- ページ抜粋:
>>>

2004-01-01から1年間の記事一覧

スタート

今日から「積んどく? 読んどく? - 楽天ブログ」の別館として、ミステリの感想を中心とした日記を書いていきます。 感想はshiba_motoの独断と偏見ですので、大目に見てください。

東野圭吾『片想い』

東野圭吾さんの『片想い (文春文庫)』を読了しました。今回はネタバレありなので、未読の方は注意して下さい。 毎年恒例で開かれている元アメフト部の同窓会のあと、哲朗は10年ぶりに元マネージャーの日浦美月と再会した。そして、美月は男の姿をし、しかも…

米澤穂信『氷菓』

気づかないうちに部室が密室になってしまった! 5週続けて返却された学校の50年史! 古典部の文集を隠し続ける壁新聞部長! 神山高校でおこる数々の謎を解くのは薔薇色ならぬ灰色の青春を過ごす省エネ人間・折木奉太郎。そして、文集作りの中、ついに封印さ…

井上一馬『モンキーアイランド・ホテル』

本当はこんなことしてちゃいけないんだろうな、と思いながら井上一馬さんの『モンキーアイランド・ホテル (講談社文庫)』を読みました。試験が近いのに・・・ 「モンキーアイランド・ホテル」「奇跡」の2編による作品集。井上さんといえばボブ・グリーンの…

我孫子武丸『人形はライブハウスで推理する』

おなじみのシリーズ最新刊『人形はライブハウスで推理する (講談社文庫)』を読みました。 腹話術師の朝永さんが操っている(?)人形の鞠夫が事件の謎を解いていく短編集。しかし、ミステリ部分よりも朝永さんと「おむつ」こと睦月との仲が気になるラブコメ…

矢作俊彦『ららら科學の子』

矢作俊彦さんの『ららら科學の子』を読了。人によってさまざまなとらえ方ができる小説だと思いました。 大学紛争の際に殺人未遂で指名手配になった若者が、中国へ渡り山里でひっそりと暮らす。30年たって彼は蛇頭の船で日本へ帰ってきた。生まれ育った街は30…

石田衣良『4TEEN』

週末、石田衣良さんの『4TEEN』を読みました。直木賞受賞作を読むのは『私が殺した少女 [ 原りょう ]』以来です。 舞台は東京・月島。テツロー、ジュン、ナオト、ダイという4人の普通? の14歳の物語。 早老症という難病のナオトや誤って父親を殺してしまう…

野沢尚『反乱のボヤージュ』

<<<

- 練習問題:
**A)** 記事一覧のうち、「我孫子武丸『人形はライブハウスで推理する』」から「矢作俊彦『ららら科學の子』」までを、その両端も含めて一字一句違えずに打ち直してください。
**B)** 記事一覧に書かれている内容をもとに、次の問いに答えてください。
(i) 『4TEEN』の舞台はどこですか。
(ii) 『モンキーアイランド・ホテル』は何編からなる作品集ですか。
(iii) 『片想い』で、哲朗は日浦美月と何年ぶりに再会しましたか。
記録は、この記事一覧とは別の出典から取られたものです。

- 記録:
>>>

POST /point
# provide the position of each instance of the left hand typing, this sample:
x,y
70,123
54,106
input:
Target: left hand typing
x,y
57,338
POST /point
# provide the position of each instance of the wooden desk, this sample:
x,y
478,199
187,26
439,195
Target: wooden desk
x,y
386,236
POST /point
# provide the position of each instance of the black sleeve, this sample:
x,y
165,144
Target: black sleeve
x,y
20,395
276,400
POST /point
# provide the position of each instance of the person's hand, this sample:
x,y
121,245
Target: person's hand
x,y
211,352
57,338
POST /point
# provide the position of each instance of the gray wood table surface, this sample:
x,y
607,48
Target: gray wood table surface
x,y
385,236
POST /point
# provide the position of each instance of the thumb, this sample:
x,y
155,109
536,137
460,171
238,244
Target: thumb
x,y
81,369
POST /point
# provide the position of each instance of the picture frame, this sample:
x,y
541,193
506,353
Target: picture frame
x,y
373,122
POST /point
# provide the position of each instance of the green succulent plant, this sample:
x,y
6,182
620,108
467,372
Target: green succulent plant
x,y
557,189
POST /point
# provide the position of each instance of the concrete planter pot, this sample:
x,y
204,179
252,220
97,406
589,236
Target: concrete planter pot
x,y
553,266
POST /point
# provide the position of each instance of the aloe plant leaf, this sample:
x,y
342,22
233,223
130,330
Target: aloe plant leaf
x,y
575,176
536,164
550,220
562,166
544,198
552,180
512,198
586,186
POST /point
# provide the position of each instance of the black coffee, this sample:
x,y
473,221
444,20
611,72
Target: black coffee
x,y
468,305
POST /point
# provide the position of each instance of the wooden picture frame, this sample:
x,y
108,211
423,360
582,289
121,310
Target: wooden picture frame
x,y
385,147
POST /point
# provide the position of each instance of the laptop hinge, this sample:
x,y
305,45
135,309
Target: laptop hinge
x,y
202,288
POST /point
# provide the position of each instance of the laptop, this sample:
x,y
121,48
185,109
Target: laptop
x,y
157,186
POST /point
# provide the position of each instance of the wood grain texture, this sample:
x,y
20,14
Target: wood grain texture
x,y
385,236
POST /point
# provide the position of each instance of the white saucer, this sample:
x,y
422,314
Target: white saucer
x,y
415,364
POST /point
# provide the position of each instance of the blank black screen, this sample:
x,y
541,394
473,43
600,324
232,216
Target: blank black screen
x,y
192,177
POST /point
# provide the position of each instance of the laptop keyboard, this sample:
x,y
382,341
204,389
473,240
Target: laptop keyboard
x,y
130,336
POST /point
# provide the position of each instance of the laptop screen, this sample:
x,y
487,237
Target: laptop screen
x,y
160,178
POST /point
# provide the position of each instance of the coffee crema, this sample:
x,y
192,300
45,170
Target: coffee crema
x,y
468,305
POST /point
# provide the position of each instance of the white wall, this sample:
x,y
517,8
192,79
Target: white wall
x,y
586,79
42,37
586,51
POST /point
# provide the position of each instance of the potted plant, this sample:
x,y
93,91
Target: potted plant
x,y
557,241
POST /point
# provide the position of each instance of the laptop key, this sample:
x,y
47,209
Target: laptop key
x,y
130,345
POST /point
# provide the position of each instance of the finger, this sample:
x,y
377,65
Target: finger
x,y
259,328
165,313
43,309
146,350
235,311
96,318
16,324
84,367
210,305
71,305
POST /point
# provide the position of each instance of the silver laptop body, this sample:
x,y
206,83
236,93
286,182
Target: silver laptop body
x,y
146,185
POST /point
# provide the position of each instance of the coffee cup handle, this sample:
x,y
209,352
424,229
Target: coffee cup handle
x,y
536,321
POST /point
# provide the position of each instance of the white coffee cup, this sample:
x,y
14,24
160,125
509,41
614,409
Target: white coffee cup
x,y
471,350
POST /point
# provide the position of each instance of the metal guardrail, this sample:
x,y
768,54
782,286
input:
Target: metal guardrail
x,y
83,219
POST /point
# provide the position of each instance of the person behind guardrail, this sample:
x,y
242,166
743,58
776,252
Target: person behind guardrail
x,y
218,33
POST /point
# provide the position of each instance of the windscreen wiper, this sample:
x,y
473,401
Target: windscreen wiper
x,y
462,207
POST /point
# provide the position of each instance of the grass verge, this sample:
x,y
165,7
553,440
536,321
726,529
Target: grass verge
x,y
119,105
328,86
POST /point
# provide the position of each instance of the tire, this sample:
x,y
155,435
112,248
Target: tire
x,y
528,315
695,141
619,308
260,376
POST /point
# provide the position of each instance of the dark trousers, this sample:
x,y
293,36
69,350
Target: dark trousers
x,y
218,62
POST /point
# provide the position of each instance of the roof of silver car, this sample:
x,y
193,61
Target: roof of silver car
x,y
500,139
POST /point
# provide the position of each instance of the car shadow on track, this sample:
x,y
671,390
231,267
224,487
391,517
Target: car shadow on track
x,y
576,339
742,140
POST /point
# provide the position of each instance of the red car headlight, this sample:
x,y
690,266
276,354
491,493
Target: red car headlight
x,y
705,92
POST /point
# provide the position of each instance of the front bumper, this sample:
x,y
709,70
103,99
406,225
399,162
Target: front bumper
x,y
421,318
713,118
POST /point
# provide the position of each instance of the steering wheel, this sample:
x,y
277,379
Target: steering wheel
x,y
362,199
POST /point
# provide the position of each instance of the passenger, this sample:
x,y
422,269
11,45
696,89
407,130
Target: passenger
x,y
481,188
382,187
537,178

<<<

- 正解:
**A)**
我孫子武丸『人形はライブハウスで推理する』

おなじみのシリーズ最新刊『人形はライブハウスで推理する (講談社文庫)』を読みました。 腹話術師の朝永さんが操っている(?)人形の鞠夫が事件の謎を解いていく短編集。しかし、ミステリ部分よりも朝永さんと「おむつ」こと睦月との仲が気になるラブコメ…

矢作俊彦『ららら科學の子』

**B)**
(i) 舞台は東京・月島です。
(ii) 「モンキーアイランド・ホテル」と「奇跡」の2編からなる作品集です。
(iii) 10年ぶりに再会しました。